Restate word for word the lines below from the one that has "Target: agave plant" through the one that has "Target: striated rock layer", keeping both and dropping all pictures.

***

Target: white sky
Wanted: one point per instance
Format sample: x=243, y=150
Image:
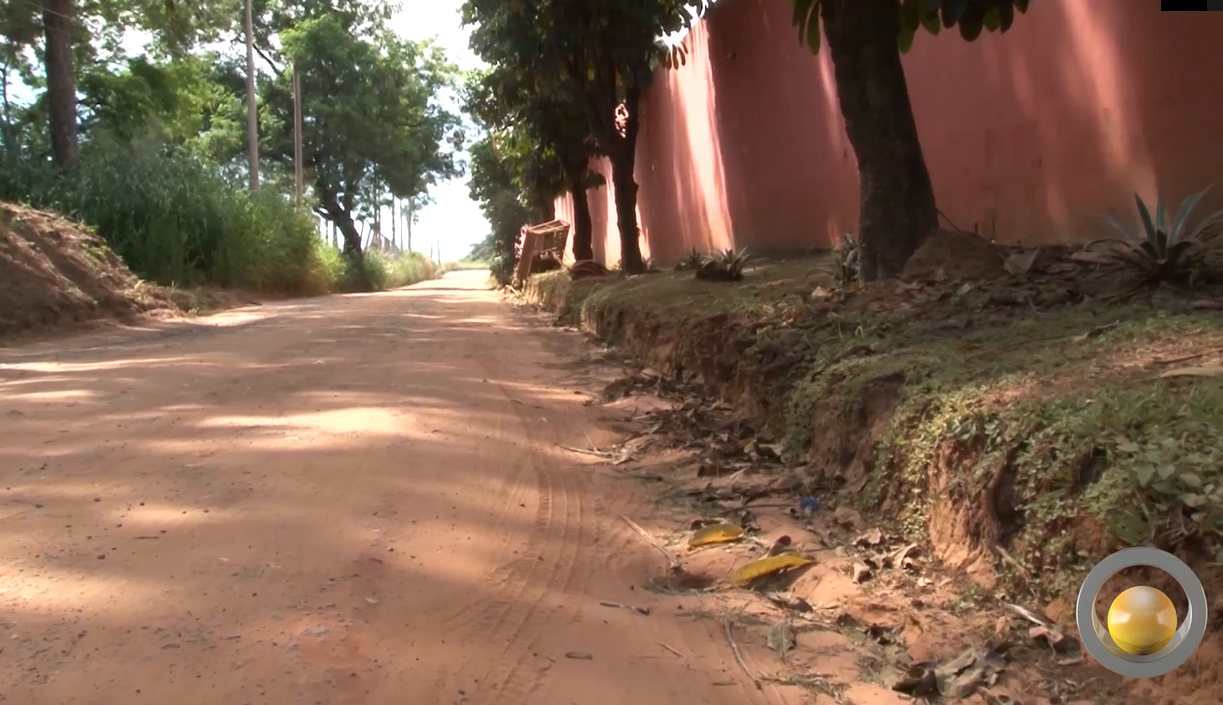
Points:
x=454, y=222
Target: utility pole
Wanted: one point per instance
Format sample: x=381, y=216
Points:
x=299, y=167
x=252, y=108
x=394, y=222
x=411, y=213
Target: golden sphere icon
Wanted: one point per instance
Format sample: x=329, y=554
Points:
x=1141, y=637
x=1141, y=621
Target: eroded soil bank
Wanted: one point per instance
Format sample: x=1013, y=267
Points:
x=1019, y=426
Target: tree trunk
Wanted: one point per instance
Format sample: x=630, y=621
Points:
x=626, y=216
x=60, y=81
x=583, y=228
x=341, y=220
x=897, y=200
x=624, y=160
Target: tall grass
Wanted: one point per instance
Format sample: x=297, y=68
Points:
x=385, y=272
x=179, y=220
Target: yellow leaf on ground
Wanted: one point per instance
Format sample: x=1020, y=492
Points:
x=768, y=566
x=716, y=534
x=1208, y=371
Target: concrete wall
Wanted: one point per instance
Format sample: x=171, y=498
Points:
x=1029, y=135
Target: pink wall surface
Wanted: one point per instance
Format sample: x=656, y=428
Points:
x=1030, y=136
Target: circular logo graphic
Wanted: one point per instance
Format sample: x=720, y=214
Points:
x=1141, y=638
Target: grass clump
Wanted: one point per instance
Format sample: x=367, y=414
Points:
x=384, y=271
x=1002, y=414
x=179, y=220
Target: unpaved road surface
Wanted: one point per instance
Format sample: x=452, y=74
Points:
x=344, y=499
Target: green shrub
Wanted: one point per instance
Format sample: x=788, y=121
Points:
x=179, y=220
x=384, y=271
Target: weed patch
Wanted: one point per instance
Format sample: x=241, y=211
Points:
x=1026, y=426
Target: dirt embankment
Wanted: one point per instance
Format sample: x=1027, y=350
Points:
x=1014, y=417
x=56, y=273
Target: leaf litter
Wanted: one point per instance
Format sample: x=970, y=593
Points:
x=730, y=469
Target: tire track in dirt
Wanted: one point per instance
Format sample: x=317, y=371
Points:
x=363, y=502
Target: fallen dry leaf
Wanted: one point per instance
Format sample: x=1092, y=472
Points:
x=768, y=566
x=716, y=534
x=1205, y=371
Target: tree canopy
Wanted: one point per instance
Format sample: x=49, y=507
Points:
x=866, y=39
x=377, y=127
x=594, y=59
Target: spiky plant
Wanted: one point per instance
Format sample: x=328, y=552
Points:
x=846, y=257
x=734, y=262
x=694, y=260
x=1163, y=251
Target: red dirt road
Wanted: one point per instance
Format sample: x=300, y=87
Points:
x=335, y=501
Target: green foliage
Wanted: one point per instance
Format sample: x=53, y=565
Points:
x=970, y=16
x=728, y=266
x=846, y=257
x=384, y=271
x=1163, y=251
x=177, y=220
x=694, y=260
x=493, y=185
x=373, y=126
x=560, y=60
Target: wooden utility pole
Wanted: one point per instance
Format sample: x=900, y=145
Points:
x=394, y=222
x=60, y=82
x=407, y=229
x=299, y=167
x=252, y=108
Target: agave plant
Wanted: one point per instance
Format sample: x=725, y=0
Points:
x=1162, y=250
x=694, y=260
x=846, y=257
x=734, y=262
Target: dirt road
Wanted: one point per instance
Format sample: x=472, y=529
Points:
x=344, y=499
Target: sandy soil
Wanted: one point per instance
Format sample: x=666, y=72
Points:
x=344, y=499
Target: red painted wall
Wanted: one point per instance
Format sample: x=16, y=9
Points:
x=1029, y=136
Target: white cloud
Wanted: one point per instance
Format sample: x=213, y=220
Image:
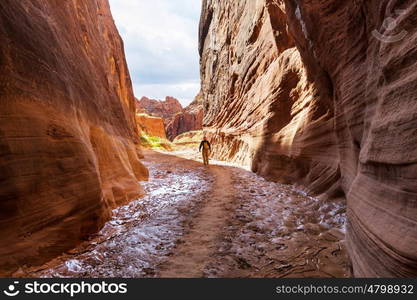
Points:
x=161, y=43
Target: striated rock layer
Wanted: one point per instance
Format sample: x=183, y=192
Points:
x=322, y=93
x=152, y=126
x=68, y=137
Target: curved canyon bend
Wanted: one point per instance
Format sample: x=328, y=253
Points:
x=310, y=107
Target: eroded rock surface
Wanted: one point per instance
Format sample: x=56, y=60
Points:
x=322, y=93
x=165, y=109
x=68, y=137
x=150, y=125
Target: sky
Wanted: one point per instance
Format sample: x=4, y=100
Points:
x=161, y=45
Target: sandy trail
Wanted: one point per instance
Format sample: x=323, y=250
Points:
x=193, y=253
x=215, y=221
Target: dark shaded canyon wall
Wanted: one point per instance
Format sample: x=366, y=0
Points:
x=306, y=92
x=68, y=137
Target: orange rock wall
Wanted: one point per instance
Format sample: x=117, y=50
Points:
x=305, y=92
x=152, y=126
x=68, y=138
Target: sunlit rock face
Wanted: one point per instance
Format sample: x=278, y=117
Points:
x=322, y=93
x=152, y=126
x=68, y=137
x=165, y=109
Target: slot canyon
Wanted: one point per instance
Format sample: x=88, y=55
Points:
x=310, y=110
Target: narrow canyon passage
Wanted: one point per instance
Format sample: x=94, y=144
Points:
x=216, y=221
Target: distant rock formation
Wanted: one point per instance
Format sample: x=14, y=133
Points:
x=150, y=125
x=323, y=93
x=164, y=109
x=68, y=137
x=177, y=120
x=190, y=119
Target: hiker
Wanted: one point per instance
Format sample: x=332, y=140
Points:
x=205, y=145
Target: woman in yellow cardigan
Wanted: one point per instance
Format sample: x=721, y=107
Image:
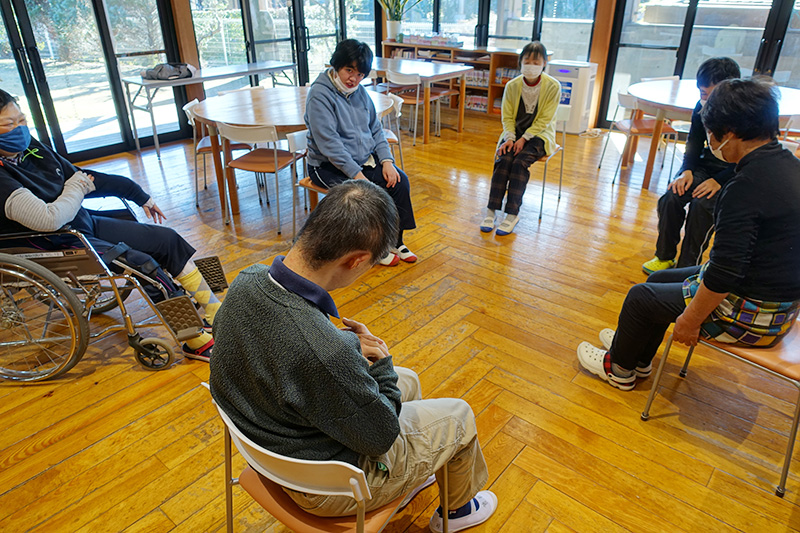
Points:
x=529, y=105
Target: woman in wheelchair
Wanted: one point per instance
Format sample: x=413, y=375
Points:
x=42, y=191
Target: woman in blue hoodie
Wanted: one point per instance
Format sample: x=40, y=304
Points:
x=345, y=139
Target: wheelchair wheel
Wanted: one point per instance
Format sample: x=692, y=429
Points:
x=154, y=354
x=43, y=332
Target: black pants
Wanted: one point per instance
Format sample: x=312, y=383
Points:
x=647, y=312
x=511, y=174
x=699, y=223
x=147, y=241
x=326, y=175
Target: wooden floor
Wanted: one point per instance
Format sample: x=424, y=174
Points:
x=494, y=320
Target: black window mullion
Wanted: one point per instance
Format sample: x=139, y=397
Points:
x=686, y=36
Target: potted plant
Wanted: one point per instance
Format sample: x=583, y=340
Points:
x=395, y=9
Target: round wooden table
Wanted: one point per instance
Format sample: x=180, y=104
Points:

***

RESPONSE BELOW →
Target: agave plant
Wanted: one point per instance
Format sample: x=725, y=0
Points:
x=1162, y=250
x=694, y=260
x=846, y=257
x=734, y=262
Target: dirt road
Wanted: one point per instance
Format sample: x=472, y=529
Points:
x=344, y=499
Target: sandy soil
Wanted: one point per instance
Format sample: x=666, y=72
Points:
x=344, y=499
Target: red painted wall
Wanted: one point per instance
Format sample: x=16, y=9
Points:
x=1029, y=136
Target: white cloud
Wanted: one point per instance
Format sample: x=213, y=220
Image:
Points:
x=161, y=43
Target: striated rock layer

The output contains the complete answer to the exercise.